Information given =
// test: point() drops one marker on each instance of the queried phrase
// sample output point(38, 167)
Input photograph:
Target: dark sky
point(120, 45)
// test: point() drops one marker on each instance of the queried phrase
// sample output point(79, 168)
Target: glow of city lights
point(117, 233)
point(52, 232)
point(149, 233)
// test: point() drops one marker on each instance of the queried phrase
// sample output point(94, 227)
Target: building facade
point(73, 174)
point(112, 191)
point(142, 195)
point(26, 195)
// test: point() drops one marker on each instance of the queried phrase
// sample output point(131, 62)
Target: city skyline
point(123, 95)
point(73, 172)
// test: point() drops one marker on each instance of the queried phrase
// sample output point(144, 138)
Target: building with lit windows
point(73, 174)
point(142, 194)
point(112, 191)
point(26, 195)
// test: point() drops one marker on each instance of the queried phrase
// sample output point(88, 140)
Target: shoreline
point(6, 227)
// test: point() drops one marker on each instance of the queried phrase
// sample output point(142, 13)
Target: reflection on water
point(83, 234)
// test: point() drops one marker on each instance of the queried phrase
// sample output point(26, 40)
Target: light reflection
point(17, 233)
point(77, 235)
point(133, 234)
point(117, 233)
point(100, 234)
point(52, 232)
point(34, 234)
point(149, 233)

...

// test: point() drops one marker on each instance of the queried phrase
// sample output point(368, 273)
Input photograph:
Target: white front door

Exercise brief = How many lines of the records contain the string "reflection"? Case counts, so only matches in that exact lettercase qualify. Reply with the number alone.

Task response = 2